GIVEN TASK:
Extract every line of the entries below that contains the word "boat".

## BEGIN DATA LISTING

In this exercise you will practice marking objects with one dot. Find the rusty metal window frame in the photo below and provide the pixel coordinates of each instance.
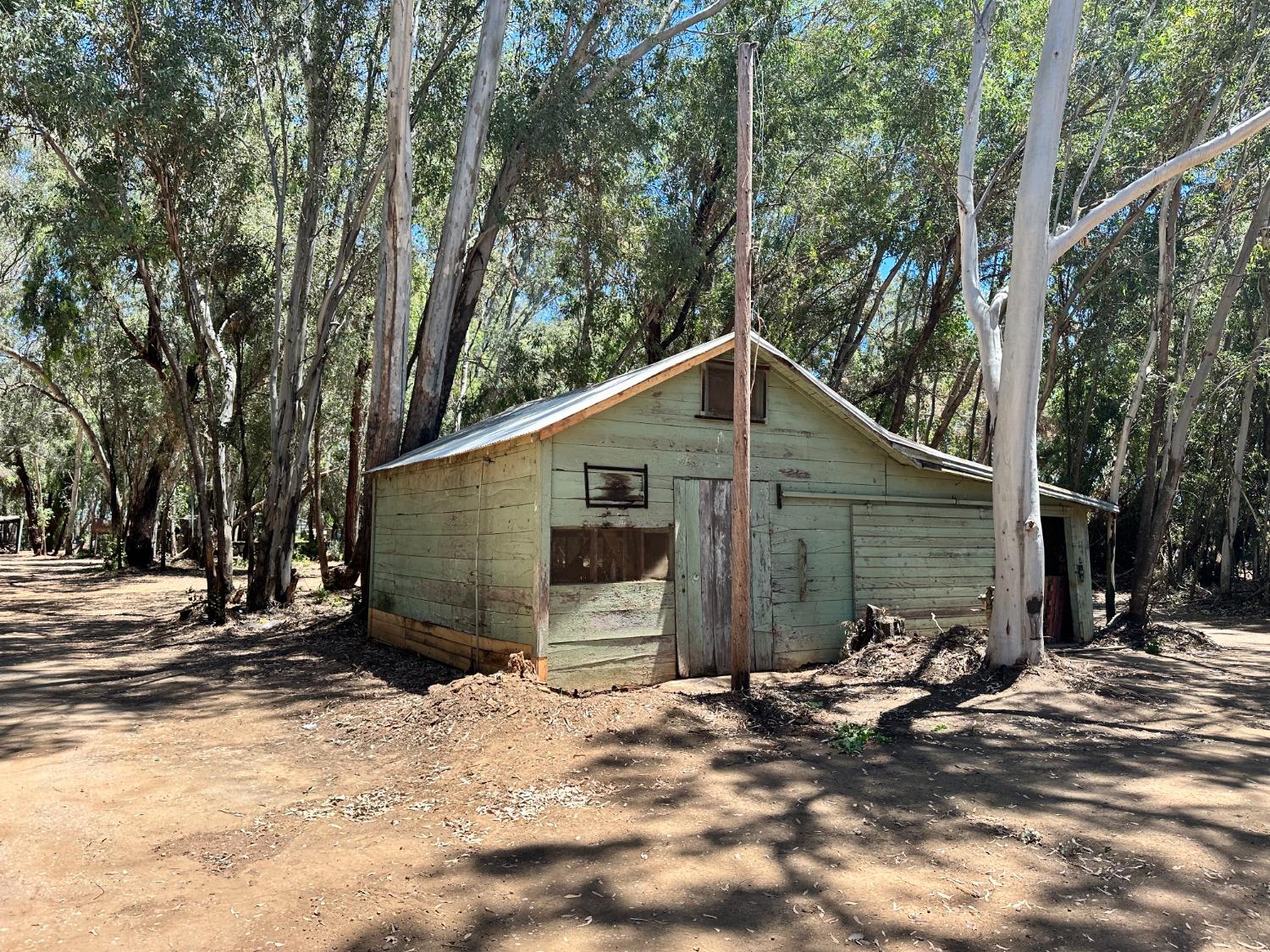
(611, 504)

## END DATA LISTING
## BEGIN DATA LISTING

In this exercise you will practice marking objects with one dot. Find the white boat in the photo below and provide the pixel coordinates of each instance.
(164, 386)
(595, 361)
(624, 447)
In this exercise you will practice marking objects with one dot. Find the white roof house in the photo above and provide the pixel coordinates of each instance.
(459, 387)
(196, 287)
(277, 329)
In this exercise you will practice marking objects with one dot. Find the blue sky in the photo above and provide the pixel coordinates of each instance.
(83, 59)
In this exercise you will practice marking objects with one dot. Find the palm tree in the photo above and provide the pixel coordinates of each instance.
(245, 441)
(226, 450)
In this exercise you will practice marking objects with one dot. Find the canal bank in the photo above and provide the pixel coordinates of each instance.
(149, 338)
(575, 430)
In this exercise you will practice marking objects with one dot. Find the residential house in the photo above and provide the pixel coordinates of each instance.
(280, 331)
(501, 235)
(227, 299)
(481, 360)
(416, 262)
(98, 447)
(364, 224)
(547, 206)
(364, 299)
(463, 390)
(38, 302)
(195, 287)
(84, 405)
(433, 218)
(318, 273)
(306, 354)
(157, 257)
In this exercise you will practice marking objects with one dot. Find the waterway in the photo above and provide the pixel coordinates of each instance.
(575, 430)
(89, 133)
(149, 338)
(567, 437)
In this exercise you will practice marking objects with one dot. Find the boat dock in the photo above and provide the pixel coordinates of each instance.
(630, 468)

## END DATA LISTING

FULL OUTPUT:
In this exercise you will practice marking objects with one dot. Find the white boat in the photo below and provide the pixel coordinates of each instance.
In this exercise you will practice marking objects with one dot. Find the boat dock in the photo above and provide the pixel coordinates of each instance.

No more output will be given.